→ **What to do**:
Exactly reproduce the line that contains "mug handle, a" and all lines after it in the entries below, through the very last line.

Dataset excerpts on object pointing
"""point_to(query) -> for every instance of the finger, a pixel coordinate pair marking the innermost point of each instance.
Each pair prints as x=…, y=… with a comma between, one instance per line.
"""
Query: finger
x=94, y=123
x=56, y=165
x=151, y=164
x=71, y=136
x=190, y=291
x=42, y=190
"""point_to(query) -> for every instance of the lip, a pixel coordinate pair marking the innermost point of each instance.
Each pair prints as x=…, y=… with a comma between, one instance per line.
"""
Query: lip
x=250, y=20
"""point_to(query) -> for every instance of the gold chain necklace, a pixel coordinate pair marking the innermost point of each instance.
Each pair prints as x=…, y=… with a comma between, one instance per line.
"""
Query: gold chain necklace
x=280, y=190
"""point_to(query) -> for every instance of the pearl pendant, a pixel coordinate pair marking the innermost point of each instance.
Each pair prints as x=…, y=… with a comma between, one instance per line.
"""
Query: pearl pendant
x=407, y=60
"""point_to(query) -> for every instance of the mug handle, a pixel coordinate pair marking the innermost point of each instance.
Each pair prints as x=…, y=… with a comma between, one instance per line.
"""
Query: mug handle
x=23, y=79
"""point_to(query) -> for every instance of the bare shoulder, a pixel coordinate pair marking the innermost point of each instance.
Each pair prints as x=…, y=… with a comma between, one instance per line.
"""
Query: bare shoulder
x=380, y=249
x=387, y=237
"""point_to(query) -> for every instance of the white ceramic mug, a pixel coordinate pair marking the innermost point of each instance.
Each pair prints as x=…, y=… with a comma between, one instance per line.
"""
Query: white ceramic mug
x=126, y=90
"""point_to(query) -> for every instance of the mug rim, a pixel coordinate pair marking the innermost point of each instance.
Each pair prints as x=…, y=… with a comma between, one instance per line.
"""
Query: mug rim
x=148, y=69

→ **Final answer**:
"""point_to(query) -> for every instance of the mug handle, a pixel coordinate pair marking the innermost point of each instance.
Each pair prints as x=…, y=… with a comma between, one instance per line.
"""
Query: mug handle
x=23, y=79
"""point_to(query) -> for every instance of the bare shoulder, a pixel coordinate pair marking the innermost point of each instance.
Each pair prints as x=…, y=… with a comma between, one instance per line.
"""
Query: bare shoulder
x=380, y=249
x=387, y=237
"""point_to(query) -> for every instance of the white ceramic mug, a pixel coordinate pair marking the innermost point of each instance.
Each pair prints as x=…, y=… with a comma between, one instance per line.
"""
Query: white ceramic mug
x=126, y=90
"""point_to(query) -> for every instance of the mug rim, a pixel coordinate pair marking the innermost point of each instance.
Each pair prints as x=…, y=… with a comma between, one instance per line.
"""
Query: mug rim
x=148, y=69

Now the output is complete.